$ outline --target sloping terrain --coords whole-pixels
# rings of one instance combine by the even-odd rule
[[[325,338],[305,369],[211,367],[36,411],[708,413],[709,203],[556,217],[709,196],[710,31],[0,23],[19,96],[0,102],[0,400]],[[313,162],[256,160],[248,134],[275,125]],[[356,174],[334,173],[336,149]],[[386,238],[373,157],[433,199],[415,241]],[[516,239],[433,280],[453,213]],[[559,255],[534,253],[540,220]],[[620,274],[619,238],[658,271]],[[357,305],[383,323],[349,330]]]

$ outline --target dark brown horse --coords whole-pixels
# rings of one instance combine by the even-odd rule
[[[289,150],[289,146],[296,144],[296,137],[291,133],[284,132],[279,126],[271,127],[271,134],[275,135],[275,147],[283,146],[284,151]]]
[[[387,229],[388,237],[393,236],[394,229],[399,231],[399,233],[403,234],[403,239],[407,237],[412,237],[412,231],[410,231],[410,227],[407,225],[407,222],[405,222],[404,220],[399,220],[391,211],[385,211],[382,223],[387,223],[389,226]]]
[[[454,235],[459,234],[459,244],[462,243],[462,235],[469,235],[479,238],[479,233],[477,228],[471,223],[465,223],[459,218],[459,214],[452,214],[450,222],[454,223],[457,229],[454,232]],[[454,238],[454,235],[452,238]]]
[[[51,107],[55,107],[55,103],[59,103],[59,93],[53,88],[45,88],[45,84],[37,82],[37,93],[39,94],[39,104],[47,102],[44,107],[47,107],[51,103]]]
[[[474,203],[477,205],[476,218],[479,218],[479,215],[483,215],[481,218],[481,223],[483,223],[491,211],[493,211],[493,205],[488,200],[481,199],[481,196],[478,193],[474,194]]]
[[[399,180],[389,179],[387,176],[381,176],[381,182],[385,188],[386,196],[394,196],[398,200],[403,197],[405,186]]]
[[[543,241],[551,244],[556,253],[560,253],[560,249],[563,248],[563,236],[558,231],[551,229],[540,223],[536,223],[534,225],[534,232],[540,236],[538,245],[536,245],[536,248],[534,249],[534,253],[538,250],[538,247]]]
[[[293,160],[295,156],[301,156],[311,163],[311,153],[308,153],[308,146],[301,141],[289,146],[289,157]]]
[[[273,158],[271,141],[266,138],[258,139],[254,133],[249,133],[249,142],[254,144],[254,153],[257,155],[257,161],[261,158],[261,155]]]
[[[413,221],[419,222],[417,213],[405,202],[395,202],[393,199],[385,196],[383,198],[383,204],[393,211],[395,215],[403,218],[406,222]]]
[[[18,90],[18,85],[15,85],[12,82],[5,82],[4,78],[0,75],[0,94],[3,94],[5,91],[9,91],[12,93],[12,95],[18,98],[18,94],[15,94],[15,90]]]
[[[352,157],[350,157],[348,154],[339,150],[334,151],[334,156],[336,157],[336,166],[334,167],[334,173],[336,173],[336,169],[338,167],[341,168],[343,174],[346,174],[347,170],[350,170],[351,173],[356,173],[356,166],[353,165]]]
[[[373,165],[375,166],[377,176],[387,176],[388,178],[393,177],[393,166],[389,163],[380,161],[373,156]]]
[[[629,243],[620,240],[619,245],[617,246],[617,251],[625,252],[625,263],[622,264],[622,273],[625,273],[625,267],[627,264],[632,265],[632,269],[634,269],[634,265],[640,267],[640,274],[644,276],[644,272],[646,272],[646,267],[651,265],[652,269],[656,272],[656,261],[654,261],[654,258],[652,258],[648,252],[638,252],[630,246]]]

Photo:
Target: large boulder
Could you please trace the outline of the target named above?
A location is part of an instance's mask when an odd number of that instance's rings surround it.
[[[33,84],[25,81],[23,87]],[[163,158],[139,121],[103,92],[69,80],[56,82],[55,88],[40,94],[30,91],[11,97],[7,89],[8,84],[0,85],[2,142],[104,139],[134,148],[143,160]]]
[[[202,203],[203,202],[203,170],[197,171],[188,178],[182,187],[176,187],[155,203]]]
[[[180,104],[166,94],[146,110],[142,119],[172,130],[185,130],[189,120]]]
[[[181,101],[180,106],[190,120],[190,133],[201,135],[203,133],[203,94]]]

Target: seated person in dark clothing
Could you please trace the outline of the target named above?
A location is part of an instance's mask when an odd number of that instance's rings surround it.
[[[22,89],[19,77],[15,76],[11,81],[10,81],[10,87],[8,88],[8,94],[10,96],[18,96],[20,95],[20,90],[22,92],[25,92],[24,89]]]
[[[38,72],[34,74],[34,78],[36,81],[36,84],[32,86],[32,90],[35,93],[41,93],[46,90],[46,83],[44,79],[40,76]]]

□ □ □

> TO DO:
Retype all of the lines above, character for character, from the first line through the last.

> OUTPUT:
$ outline --target sloping terrain --coords whole-pixels
# rings of one instance combine by the even-odd rule
[[[325,338],[305,369],[211,367],[36,411],[708,413],[709,203],[556,217],[709,196],[710,31],[0,23],[19,96],[0,102],[0,400]],[[313,162],[256,160],[248,134],[275,125]],[[356,174],[334,173],[336,149]],[[386,238],[373,157],[433,199],[415,241]],[[516,239],[433,280],[453,213]],[[559,255],[534,253],[540,220]],[[620,274],[619,238],[658,271]],[[357,305],[383,323],[349,330]]]

$ outline --target dark brown horse --coords whole-pixels
# rings of one instance combine by the even-odd rule
[[[289,150],[289,146],[296,144],[296,137],[291,133],[284,132],[279,126],[271,127],[271,134],[275,135],[275,147],[283,146],[284,151]]]
[[[387,229],[388,237],[393,236],[394,229],[399,231],[399,233],[403,234],[403,239],[407,237],[412,237],[412,231],[410,231],[410,227],[407,225],[407,222],[405,222],[404,220],[399,220],[391,211],[385,211],[382,223],[387,223],[389,226]]]
[[[454,235],[459,234],[459,244],[462,243],[462,235],[469,235],[479,238],[479,233],[477,228],[471,223],[465,223],[459,218],[459,214],[452,214],[450,222],[454,223],[457,229],[454,232]],[[454,238],[454,235],[452,238]]]
[[[51,107],[55,107],[55,103],[59,103],[59,93],[53,88],[45,88],[45,84],[37,82],[37,93],[39,94],[39,104],[47,102],[44,107],[47,107],[51,103]]]
[[[474,203],[477,205],[476,218],[479,218],[479,215],[483,215],[481,218],[481,223],[483,223],[491,211],[493,211],[493,205],[488,200],[481,199],[481,196],[478,193],[474,194]]]
[[[399,180],[389,179],[387,176],[381,176],[381,182],[385,188],[386,196],[394,196],[398,200],[403,197],[405,186]]]
[[[543,241],[551,244],[556,253],[560,253],[560,249],[563,248],[563,236],[558,231],[551,229],[540,223],[536,223],[534,225],[534,232],[540,236],[538,245],[536,245],[536,248],[534,249],[534,253],[538,250],[538,247]]]
[[[293,160],[295,156],[301,156],[311,163],[311,153],[308,153],[308,146],[301,141],[289,146],[289,157]]]
[[[273,158],[271,141],[266,138],[258,139],[254,133],[249,133],[249,142],[254,144],[254,153],[257,155],[257,161],[261,158],[261,155]]]
[[[413,221],[419,222],[417,213],[405,202],[395,202],[393,199],[385,196],[383,198],[383,204],[393,211],[395,215],[403,218],[406,222]]]
[[[18,90],[18,85],[15,85],[12,82],[5,82],[4,78],[0,75],[0,94],[3,94],[5,91],[9,91],[12,93],[12,95],[18,98],[18,94],[15,94],[15,90]]]
[[[352,157],[350,157],[348,154],[339,150],[334,151],[334,156],[336,157],[336,166],[334,167],[334,173],[336,173],[336,169],[338,167],[341,168],[343,174],[346,174],[347,170],[350,170],[351,173],[356,173],[356,166],[353,165]]]
[[[373,165],[375,166],[377,176],[387,176],[388,178],[393,177],[393,166],[389,163],[380,161],[373,156]]]
[[[629,243],[620,240],[619,245],[617,246],[617,251],[625,252],[625,263],[622,264],[622,273],[625,273],[625,267],[627,264],[632,265],[632,269],[634,269],[634,265],[640,267],[640,274],[644,276],[644,272],[646,272],[646,267],[651,265],[652,269],[656,272],[656,261],[654,261],[654,258],[652,258],[648,252],[638,252],[630,246]]]

Photo:
Target: large boulder
Could you please trace the outline of the target named above?
A location is part of an instance's mask when an odd number of that instance's rings surround it.
[[[33,84],[25,81],[23,87]],[[163,158],[139,121],[103,92],[69,80],[56,82],[55,88],[40,94],[30,91],[11,97],[7,89],[8,84],[0,85],[2,142],[104,139],[134,148],[143,160]]]
[[[202,203],[203,202],[203,170],[197,171],[188,178],[182,187],[176,187],[155,203]]]
[[[180,104],[166,94],[146,110],[142,119],[172,130],[185,130],[189,120]]]
[[[181,101],[180,106],[190,120],[190,133],[201,135],[203,133],[203,94]]]

Target: seated person in dark clothing
Could you please trace the outline of the target named above?
A location is part of an instance's mask when an odd number of that instance's rings surround it.
[[[22,89],[19,77],[15,76],[11,81],[10,81],[10,87],[8,88],[8,94],[10,96],[18,96],[20,95],[20,90],[22,92],[25,92],[24,89]]]
[[[38,72],[34,74],[34,78],[36,81],[36,84],[32,86],[32,90],[35,93],[41,93],[46,90],[46,83],[44,79],[40,76]]]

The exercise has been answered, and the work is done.